— Endianness, 32-bit Floats, Strings & Advanced Representations
(Module 4 · Modbus Data Model & Function Codes)
Learning objectives
After you finish this chapter you will be able to …
- Pack and unpack every common data type—signed/unsigned integers, IEEE-754 floats, 64-bit doubles, ASCII strings, BCD—into the 16-bit register lattice Modbus provides.
- Identify and correct the four real-world byte/word-swap patterns (“ABCD”, “BADC”, “CDAB”, “DCBA”).
- Explain the difference between little-endian bytes and little-endian words—and why careless mixing causes 256× or 65 536× errors.
- Implement robust conversion code in Python, C/C++, and IEC-61131 that never breaks across CPUs.
- Audit an existing register map and spot hidden pitfalls (bit packing, signed vs unsigned, mixed scaling).
12.1 Why data representation matters
Modbus is transport-layer simple: everything is a 16-bit word (or a single bit). Real-world values rarely fit this neat box:
- Temperatures need one decimal place (25 .3 °C).
- Total energy may need 64-bit accumulation.
- Firmware version or date stamp is text.
Unless master and slave agree exactly how multi-word values are stacked, the SCADA may show nonsense—often 256× off (byte swap) or 65 536× off (word swap).
12.2 Unsigned & signed integers
Width | Registers | Range | Typical use |
---|---|---|---|
16-bit uint | 1 | 0 … 65 535 | Pulse counters, set-points |
16-bit int (two’s comp) | 1 | –32 768 … 32 767 | ± current, temperature offset |
32-bit uint | 2 | 0 … 4 294 967 295 | Total pulses, kWh totals |
32-bit int | 2 | –2 147 483 648 … + 2 147 483 647 | ± position, ΔP |
Packing order – default Modbus convention is Big-endian word, Big-endian byte (“AB CD”).
Hi word sent first, hi byte of each word sent first.
▶ Tip — If the datasheet does not mention word order, assume the standard “ABCD”.

━━━━━━━━━━

◆ REQUESTS
1. Return the passage of the Modbus endianness chapter starting with "Learning objectives" and going on through "lattice Modbus provides.", copied word for word.
2. Supply the next part of the Modbus endianness chapter, picking up right after its final sentence.
The entries after this point come from a separate source and have no connection to the Modbus endianness chapter.

━━━━━━━━━━

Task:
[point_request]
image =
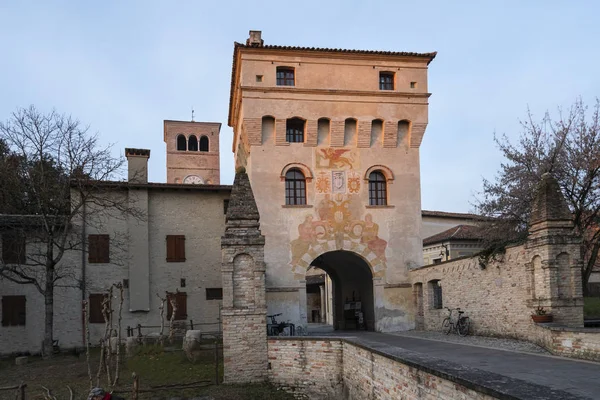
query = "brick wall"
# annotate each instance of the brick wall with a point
(494, 298)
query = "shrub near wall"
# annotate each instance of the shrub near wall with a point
(495, 298)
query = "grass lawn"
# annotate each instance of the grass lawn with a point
(153, 366)
(591, 307)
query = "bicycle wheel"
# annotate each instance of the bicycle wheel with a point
(463, 326)
(446, 326)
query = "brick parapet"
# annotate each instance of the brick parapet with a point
(390, 133)
(344, 368)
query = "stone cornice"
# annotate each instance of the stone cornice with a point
(341, 92)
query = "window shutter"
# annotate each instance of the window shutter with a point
(175, 248)
(181, 248)
(92, 249)
(181, 306)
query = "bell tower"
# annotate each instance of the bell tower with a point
(192, 152)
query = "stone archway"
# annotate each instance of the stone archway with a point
(352, 296)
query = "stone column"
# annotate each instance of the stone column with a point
(244, 299)
(556, 277)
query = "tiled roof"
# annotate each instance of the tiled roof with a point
(459, 232)
(155, 185)
(430, 56)
(428, 213)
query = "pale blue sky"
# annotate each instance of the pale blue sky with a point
(124, 66)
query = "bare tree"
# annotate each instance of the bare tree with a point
(569, 148)
(58, 178)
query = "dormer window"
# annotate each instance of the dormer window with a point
(285, 76)
(386, 81)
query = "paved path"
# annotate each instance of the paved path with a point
(579, 378)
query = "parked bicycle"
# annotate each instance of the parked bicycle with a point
(460, 324)
(280, 328)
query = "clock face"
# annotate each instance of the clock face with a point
(195, 179)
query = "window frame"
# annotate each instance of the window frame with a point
(14, 248)
(181, 143)
(193, 142)
(95, 306)
(14, 310)
(99, 249)
(377, 189)
(295, 188)
(204, 144)
(214, 293)
(294, 130)
(285, 76)
(175, 248)
(387, 80)
(181, 300)
(437, 298)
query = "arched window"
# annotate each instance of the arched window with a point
(181, 143)
(294, 130)
(295, 187)
(377, 189)
(193, 143)
(203, 143)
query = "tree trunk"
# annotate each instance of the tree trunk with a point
(47, 344)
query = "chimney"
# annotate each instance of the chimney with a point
(255, 39)
(137, 165)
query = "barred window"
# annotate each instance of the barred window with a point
(180, 299)
(214, 293)
(98, 249)
(193, 143)
(295, 187)
(377, 189)
(436, 294)
(294, 130)
(203, 143)
(181, 143)
(14, 248)
(175, 248)
(386, 81)
(14, 311)
(285, 76)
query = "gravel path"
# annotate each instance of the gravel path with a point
(495, 343)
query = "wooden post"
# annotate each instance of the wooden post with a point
(136, 386)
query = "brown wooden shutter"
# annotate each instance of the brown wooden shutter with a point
(181, 248)
(181, 299)
(96, 316)
(175, 248)
(14, 310)
(104, 249)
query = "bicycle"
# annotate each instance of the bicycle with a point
(279, 328)
(460, 326)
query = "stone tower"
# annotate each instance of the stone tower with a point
(192, 152)
(555, 250)
(243, 274)
(330, 141)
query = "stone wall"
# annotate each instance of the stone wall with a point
(495, 298)
(320, 368)
(583, 343)
(169, 214)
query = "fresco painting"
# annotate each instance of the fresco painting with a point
(338, 159)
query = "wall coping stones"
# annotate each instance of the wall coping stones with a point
(489, 383)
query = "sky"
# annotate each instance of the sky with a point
(122, 67)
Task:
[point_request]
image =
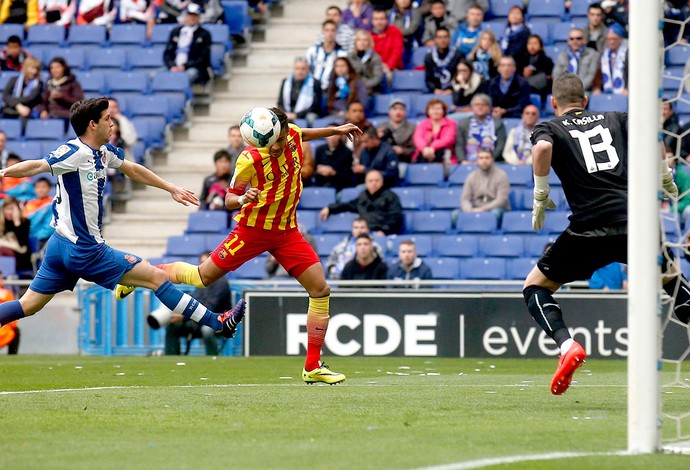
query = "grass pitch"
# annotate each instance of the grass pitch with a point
(201, 412)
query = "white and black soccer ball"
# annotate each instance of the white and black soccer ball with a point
(260, 127)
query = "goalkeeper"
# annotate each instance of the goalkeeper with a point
(588, 152)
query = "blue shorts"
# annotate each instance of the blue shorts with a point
(64, 263)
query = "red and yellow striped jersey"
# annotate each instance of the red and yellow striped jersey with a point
(278, 180)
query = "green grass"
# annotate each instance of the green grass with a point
(242, 413)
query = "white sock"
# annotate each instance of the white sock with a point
(566, 345)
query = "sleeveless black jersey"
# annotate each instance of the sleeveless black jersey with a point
(590, 157)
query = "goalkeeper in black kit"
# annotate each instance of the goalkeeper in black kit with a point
(588, 152)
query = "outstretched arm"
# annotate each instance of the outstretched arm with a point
(143, 175)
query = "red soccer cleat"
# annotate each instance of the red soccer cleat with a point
(567, 366)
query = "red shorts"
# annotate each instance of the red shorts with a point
(288, 247)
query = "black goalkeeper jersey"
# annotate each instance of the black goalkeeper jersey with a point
(590, 157)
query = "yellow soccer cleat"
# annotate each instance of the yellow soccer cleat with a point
(123, 291)
(322, 374)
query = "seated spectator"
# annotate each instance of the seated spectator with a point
(379, 206)
(398, 131)
(518, 148)
(536, 67)
(388, 43)
(366, 62)
(481, 130)
(467, 35)
(97, 12)
(333, 163)
(487, 188)
(438, 18)
(321, 56)
(486, 55)
(300, 93)
(366, 264)
(23, 92)
(344, 251)
(376, 155)
(614, 63)
(435, 137)
(578, 59)
(358, 14)
(12, 56)
(409, 266)
(509, 92)
(514, 40)
(189, 47)
(344, 87)
(215, 186)
(62, 90)
(440, 64)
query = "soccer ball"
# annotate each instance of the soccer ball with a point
(260, 127)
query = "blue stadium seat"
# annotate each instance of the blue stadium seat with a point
(185, 245)
(456, 245)
(411, 198)
(87, 34)
(314, 197)
(502, 246)
(517, 222)
(431, 222)
(476, 222)
(444, 268)
(443, 198)
(207, 222)
(483, 268)
(424, 174)
(409, 80)
(44, 129)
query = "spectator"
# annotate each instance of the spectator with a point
(388, 43)
(97, 12)
(509, 92)
(596, 29)
(578, 59)
(514, 40)
(300, 93)
(344, 87)
(60, 12)
(23, 92)
(467, 35)
(487, 188)
(435, 137)
(614, 63)
(376, 155)
(344, 251)
(358, 15)
(333, 163)
(409, 266)
(438, 18)
(321, 56)
(518, 148)
(367, 264)
(486, 55)
(536, 67)
(398, 131)
(440, 64)
(367, 62)
(215, 185)
(379, 206)
(189, 47)
(13, 55)
(481, 130)
(61, 91)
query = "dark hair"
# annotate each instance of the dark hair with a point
(84, 111)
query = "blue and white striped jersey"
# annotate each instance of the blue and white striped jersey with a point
(78, 202)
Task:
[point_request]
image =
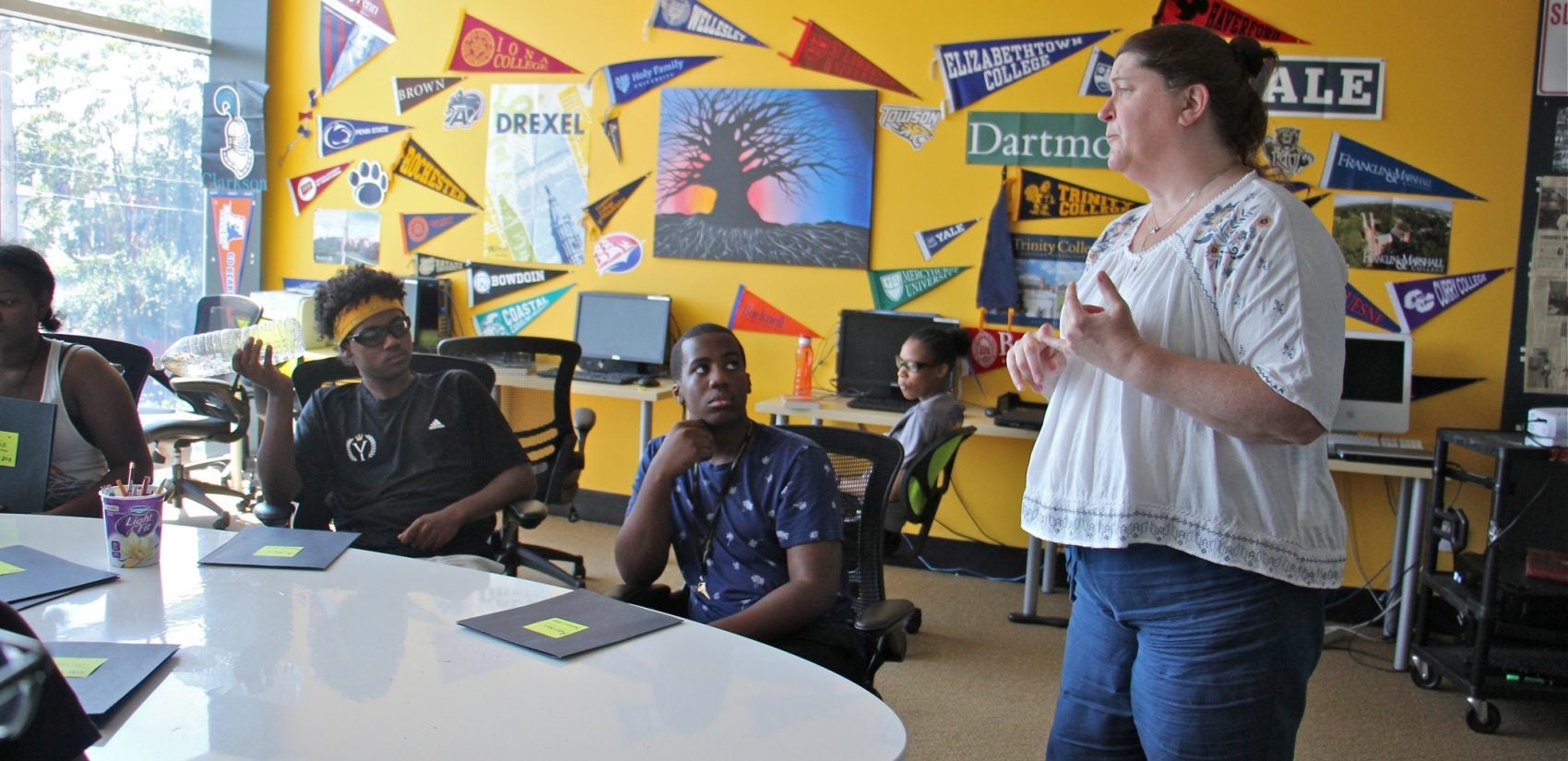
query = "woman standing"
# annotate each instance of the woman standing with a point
(1198, 362)
(98, 434)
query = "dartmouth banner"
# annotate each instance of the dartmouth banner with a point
(1037, 138)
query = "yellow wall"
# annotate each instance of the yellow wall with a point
(1457, 100)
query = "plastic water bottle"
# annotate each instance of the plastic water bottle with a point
(803, 360)
(212, 353)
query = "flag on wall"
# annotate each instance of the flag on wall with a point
(820, 51)
(695, 18)
(1416, 302)
(1222, 18)
(1355, 167)
(485, 47)
(512, 319)
(351, 33)
(893, 289)
(976, 69)
(754, 315)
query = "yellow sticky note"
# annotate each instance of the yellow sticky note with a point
(8, 447)
(78, 667)
(278, 551)
(555, 628)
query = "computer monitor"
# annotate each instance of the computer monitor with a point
(1375, 396)
(623, 331)
(867, 344)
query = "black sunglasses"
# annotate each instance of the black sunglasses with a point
(376, 336)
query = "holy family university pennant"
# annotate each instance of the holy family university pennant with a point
(485, 47)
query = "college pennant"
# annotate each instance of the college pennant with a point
(695, 18)
(491, 281)
(1361, 308)
(512, 319)
(1355, 167)
(351, 33)
(410, 91)
(1416, 302)
(306, 187)
(1222, 18)
(820, 51)
(485, 47)
(231, 228)
(422, 228)
(754, 315)
(976, 69)
(1043, 196)
(933, 241)
(896, 288)
(416, 163)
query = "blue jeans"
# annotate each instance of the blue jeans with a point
(1175, 658)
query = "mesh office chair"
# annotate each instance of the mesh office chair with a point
(538, 409)
(308, 377)
(866, 465)
(215, 411)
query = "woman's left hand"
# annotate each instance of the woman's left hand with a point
(1102, 336)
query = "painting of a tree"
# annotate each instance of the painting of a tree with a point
(779, 176)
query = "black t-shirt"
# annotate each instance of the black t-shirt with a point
(380, 463)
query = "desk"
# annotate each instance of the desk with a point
(365, 660)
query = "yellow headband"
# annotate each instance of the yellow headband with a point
(350, 319)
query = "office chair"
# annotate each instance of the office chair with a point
(866, 465)
(538, 409)
(505, 548)
(215, 411)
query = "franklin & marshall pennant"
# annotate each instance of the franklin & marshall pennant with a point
(416, 163)
(1355, 167)
(976, 69)
(820, 51)
(1043, 196)
(488, 49)
(491, 281)
(1222, 18)
(410, 91)
(336, 134)
(893, 289)
(422, 228)
(512, 319)
(695, 18)
(933, 241)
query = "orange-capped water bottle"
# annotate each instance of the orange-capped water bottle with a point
(803, 360)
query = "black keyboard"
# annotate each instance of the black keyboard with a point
(883, 404)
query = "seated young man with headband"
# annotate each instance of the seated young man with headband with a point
(419, 465)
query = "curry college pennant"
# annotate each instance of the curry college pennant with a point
(1357, 167)
(1416, 302)
(512, 319)
(306, 187)
(1043, 196)
(410, 91)
(695, 18)
(422, 228)
(754, 315)
(933, 241)
(485, 47)
(1222, 18)
(430, 266)
(416, 163)
(896, 288)
(1361, 308)
(820, 51)
(491, 281)
(976, 69)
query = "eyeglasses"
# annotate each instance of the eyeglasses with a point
(376, 336)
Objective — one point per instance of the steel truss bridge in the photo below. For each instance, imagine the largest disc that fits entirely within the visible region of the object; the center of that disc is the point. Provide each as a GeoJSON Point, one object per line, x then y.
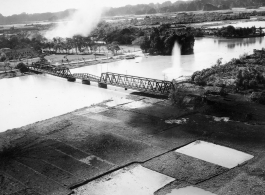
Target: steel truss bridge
{"type": "Point", "coordinates": [142, 84]}
{"type": "Point", "coordinates": [138, 83]}
{"type": "Point", "coordinates": [86, 76]}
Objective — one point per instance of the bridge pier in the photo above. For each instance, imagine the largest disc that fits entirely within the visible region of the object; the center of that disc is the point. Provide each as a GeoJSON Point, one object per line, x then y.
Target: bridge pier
{"type": "Point", "coordinates": [86, 82]}
{"type": "Point", "coordinates": [71, 79]}
{"type": "Point", "coordinates": [102, 85]}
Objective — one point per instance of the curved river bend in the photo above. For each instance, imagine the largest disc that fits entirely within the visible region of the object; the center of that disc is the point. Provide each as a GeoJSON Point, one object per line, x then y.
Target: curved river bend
{"type": "Point", "coordinates": [30, 99]}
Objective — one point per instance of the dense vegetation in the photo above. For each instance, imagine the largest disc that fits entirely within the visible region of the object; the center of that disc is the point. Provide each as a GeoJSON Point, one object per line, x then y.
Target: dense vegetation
{"type": "Point", "coordinates": [248, 72]}
{"type": "Point", "coordinates": [231, 31]}
{"type": "Point", "coordinates": [162, 40]}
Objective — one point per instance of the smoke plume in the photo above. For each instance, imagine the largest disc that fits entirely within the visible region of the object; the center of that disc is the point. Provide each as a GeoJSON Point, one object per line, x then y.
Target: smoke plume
{"type": "Point", "coordinates": [81, 22]}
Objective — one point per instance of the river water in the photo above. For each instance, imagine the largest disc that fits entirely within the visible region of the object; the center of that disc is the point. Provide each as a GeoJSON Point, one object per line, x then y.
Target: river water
{"type": "Point", "coordinates": [29, 99]}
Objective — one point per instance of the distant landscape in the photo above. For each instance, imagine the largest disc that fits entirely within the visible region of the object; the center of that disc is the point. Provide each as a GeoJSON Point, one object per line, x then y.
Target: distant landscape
{"type": "Point", "coordinates": [166, 7]}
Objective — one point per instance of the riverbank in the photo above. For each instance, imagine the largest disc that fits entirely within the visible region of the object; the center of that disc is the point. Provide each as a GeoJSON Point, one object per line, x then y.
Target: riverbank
{"type": "Point", "coordinates": [96, 144]}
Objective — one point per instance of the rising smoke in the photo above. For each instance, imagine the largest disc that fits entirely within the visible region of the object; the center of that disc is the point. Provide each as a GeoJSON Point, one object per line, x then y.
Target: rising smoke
{"type": "Point", "coordinates": [81, 22]}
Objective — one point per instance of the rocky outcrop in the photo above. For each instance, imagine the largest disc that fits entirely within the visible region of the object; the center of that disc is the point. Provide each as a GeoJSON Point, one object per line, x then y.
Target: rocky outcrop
{"type": "Point", "coordinates": [210, 7]}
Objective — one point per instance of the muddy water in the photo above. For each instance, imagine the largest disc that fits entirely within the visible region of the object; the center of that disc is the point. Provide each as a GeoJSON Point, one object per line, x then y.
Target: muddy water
{"type": "Point", "coordinates": [206, 53]}
{"type": "Point", "coordinates": [189, 191]}
{"type": "Point", "coordinates": [28, 99]}
{"type": "Point", "coordinates": [216, 154]}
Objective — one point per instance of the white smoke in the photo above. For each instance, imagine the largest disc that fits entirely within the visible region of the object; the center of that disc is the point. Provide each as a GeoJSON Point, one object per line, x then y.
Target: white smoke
{"type": "Point", "coordinates": [176, 69]}
{"type": "Point", "coordinates": [81, 22]}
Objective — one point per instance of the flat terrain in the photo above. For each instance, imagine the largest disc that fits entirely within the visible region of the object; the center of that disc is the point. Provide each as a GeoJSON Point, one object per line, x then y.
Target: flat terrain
{"type": "Point", "coordinates": [69, 153]}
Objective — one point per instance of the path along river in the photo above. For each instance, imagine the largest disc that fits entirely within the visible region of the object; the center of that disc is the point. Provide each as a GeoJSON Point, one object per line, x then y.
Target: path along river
{"type": "Point", "coordinates": [30, 99]}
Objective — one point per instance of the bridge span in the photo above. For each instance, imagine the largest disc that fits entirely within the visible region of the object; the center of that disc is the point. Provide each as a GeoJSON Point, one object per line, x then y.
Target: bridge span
{"type": "Point", "coordinates": [147, 85]}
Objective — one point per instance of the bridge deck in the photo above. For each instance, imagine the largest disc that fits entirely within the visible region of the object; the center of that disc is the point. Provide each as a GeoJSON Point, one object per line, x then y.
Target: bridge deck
{"type": "Point", "coordinates": [139, 83]}
{"type": "Point", "coordinates": [147, 85]}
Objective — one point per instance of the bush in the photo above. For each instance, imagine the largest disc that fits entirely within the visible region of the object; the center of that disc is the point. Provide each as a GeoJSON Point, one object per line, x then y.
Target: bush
{"type": "Point", "coordinates": [22, 67]}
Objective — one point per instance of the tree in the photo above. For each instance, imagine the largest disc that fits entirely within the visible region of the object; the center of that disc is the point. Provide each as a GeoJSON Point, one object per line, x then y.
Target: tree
{"type": "Point", "coordinates": [145, 44]}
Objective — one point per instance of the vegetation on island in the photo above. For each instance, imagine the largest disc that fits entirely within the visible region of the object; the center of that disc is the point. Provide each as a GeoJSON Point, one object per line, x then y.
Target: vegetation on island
{"type": "Point", "coordinates": [162, 40]}
{"type": "Point", "coordinates": [232, 32]}
{"type": "Point", "coordinates": [244, 75]}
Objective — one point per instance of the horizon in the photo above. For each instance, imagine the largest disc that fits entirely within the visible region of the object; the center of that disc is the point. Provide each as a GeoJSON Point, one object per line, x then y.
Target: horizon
{"type": "Point", "coordinates": [43, 6]}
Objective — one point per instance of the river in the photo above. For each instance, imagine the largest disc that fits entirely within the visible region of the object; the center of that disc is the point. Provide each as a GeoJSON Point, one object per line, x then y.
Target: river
{"type": "Point", "coordinates": [29, 99]}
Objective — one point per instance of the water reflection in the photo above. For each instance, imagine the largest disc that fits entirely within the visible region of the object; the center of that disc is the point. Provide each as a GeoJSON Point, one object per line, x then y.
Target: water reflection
{"type": "Point", "coordinates": [28, 99]}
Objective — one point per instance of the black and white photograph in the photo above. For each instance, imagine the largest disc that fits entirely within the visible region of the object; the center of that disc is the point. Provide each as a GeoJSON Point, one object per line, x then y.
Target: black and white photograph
{"type": "Point", "coordinates": [142, 97]}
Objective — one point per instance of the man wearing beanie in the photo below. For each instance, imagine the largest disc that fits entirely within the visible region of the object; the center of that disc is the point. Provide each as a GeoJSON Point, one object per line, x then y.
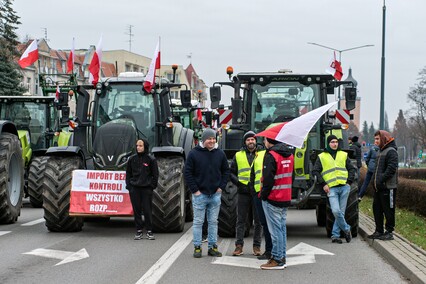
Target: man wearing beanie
{"type": "Point", "coordinates": [335, 173]}
{"type": "Point", "coordinates": [206, 174]}
{"type": "Point", "coordinates": [241, 166]}
{"type": "Point", "coordinates": [275, 193]}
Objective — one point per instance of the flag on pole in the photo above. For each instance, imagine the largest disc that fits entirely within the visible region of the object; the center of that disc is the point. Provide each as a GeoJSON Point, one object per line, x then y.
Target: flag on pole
{"type": "Point", "coordinates": [70, 61]}
{"type": "Point", "coordinates": [58, 92]}
{"type": "Point", "coordinates": [30, 55]}
{"type": "Point", "coordinates": [335, 68]}
{"type": "Point", "coordinates": [155, 64]}
{"type": "Point", "coordinates": [95, 64]}
{"type": "Point", "coordinates": [294, 132]}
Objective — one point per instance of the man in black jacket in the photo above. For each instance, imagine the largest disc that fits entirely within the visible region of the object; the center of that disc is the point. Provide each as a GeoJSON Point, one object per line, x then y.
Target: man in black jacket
{"type": "Point", "coordinates": [206, 174]}
{"type": "Point", "coordinates": [141, 180]}
{"type": "Point", "coordinates": [385, 181]}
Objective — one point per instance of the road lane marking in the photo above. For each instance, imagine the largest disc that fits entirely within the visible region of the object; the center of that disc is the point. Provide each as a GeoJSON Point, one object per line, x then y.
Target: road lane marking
{"type": "Point", "coordinates": [33, 222]}
{"type": "Point", "coordinates": [255, 263]}
{"type": "Point", "coordinates": [154, 274]}
{"type": "Point", "coordinates": [302, 248]}
{"type": "Point", "coordinates": [64, 256]}
{"type": "Point", "coordinates": [4, 232]}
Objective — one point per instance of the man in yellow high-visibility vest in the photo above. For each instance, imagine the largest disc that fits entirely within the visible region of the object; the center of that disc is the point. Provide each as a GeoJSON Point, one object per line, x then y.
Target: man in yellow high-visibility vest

━━━━━━━━━━

◆ WRITTEN RESPONSES
1.
Learning objectives
After you finish this chapter you will be able to …
- Pack and unpack every common data type—signed/unsigned integers, IEEE-754 floats, 64-bit doubles, ASCII strings, BCD—into the 16-bit register lattice Modbus provides.

2.
12.3 IEEE-754 floating-point
12.3.1 32-bit float layout
Sign 1 bit | Exponent 8 bit | Fraction 23 bit
12.3.2 Four swap patterns you’ll meet in the field
Word order | Byte order | Nickname | Example hex for 123.456 f |
---|---|---|---|
A B C D | big-endian | ABCD (standard) | 42 F6 E9 79 |
B A D C | big-endian | BADC | F6 42 79 E9 |
C D A B | big-endian | CDAB | E9 79 42 F6 |
D C B A | big-endian | DCBA | 79 E9 F6 42 |
Byte-swap is rare; word-swap is common on Rockwell, GE, some ABB drives.
12.3.3 Python helper — Listing 1
import struct
def decode_float32(reg_hi, reg_lo, pattern="ABCD"):
words = [reg_hi, reg_lo]
if pattern == "BADC":
words = [(reg_hi << 8) | (reg_hi >> 8),
(reg_lo << 8) | (reg_lo >> 8)]
elif pattern == "CDAB":
words = [reg_lo, reg_hi]
elif pattern == "DCBA":
words = [((reg_lo << 8) | (reg_lo >> 8)),
((reg_hi << 8) | (reg_hi >> 8))]
raw = struct.pack('>HH', *words)
return struct.unpack('>f', raw)[0]
12.4 64-bit double & long-long
Requires four consecutive registers.
Parameter | Float64 | Uint64 |
---|---|---|
Registers | 4 | 4 |
Word-order options | Same four patterns as float32 | Same |
⚠ Performance note — many 8-bit MCUs cannot decode float64 natively; they may map the value to two 32-bit floats (hi, lo) instead.
12.5 Scaling strategies
Strategy | Example | Pros | Cons |
---|---|---|---|
Implicit decimal | 253 ⇒ 25.3 °C | Integers only, no FP | Limited resolution |
Fixed-point Qn.m | Q8.8 => 0x1234 ⇒ 0x12.34 | Cheap math | Needs doc |
Engineering units ×1000 | 101325 Pa ⇒ 101 kPa | Clear | Overflows sooner |
IEEE-754 float | 25.3 → 0x41CA 999A | Wide range | Requires FP lib |
Use a single scaling convention per table; mix-and-match leads to operator errors.
12.6 Strings & ASCII blobs
Method | Detail |
---|---|
2 chars per register | Register Hi-byte = first char |
Pascal style | First reg = length |
Null-terminated (C) | 0x00 sentinel |
Always allocate an even number of characters; pad unused bytes with 0x20
(space) or 0x00
.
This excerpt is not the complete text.